> _Textauszug_
Da bin ich völlig mit dir einig! In dieser Hinsicht ist es der neoliberalen Ideologie gelungen, ein völlig einseitiges Bild von Herrschaft zu etablieren, in dem nur der Staat und die Politik die Bösen sind. Konzerne—oder eben Brands, was wahrscheinlich der springende Punkt ist—werden gar nicht als politische Akteure wahrgenommen, obwohl sie heute mehr Macht haben als jeder Politiker und viele Staaten. Naomi Klein beschreibt in "No Logo" sehr schön, wie sich die Konzerne eben als Marken, als coole Lifestyle-Komponenten installiert haben. Wir denken bei Nike an tolle Schuhe, nicht an Männer in Anzügen, die von Kinderarbeit reich werden und das Weltgeschehen (zu ihren Gunsten) bestimmen. Künstler und auch Veranstalter nehmen Sponsoring als vorteilhafte Win-Win-Situation wahr, und sie denken: Ah, ich finde ja die Marke eh cool, und sie zahlen mir das und das—dieses Verhalten ist umso legitimer, da der Musikmarkt gerade eh völlig im Arsch ist.

Gibt es deiner Ansicht nach diesbezüglich nur die Strategie der Verweigerung, oder kann man doch mal einen Pakt mit dem Teufel schliessen, wenn es der Sache dienen könnten?
Ach, die totale Verweigerung ist sowieso nicht möglich, wenn man ein einigermassen ertragbares Leben führen möchte. Aber man sollte wenigstens gründlich darüber nachdenken und für sich entscheiden, wo man die Grenzen zieht.

> _Fragen_
(1) In welchem Buch beschreibt Naomi Klein laut dem Textauszug, wie sich Konzerne als Marken etabliert haben?
(2) Gib bitte den Abschnitt des Textauszugs wortgetreu wieder, der mit „Ach, die totale“ beginnt und mit „die Grenzen zieht.“ endet.
Für die Arbeit mit dem Textauszug sind die Daten ohne Bedeutung.

> _Daten_
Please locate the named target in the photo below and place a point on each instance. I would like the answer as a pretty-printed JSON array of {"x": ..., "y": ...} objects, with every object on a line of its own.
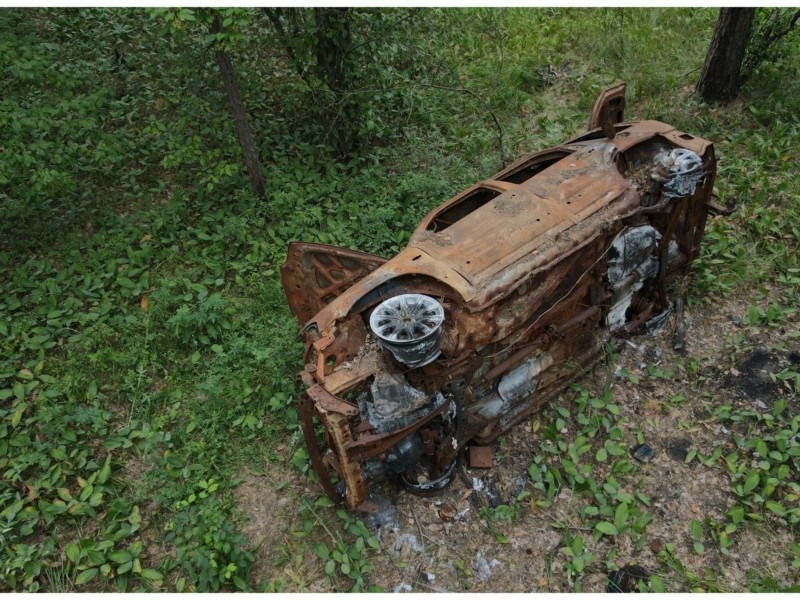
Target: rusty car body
[{"x": 504, "y": 294}]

> _Lösungen_
(1) In „No Logo“.

(2)
Ach, die totale Verweigerung ist sowieso nicht möglich, wenn man ein einigermassen ertragbares Leben führen möchte. Aber man sollte wenigstens gründlich darüber nachdenken und für sich entscheiden, wo man die Grenzen zieht.